- WRITTEN EXERCISE: Please pick out each line below that contains the word "curtain", and copy those lines.

*** RECORDS SUPPLIED ***

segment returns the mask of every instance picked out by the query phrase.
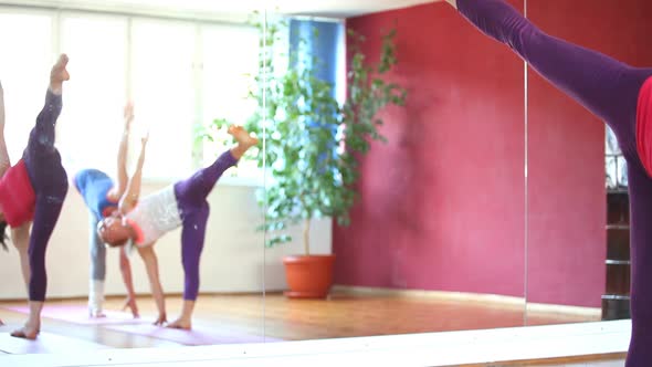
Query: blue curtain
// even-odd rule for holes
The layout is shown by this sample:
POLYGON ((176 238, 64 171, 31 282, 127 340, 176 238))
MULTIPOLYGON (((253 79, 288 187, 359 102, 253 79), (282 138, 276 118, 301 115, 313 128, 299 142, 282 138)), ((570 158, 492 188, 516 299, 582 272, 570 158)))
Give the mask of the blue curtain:
MULTIPOLYGON (((333 85, 333 96, 338 85, 338 73, 343 72, 343 52, 344 52, 344 24, 339 22, 309 21, 309 20, 291 20, 290 21, 290 48, 297 50, 299 40, 306 40, 306 51, 314 54, 322 61, 318 65, 315 76, 333 85), (315 31, 318 36, 315 38, 315 31)), ((309 61, 308 57, 302 57, 295 54, 299 61, 309 61)))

***

- RIGHT ANSWER:
Query: blue curtain
Give the mask of the blue curtain:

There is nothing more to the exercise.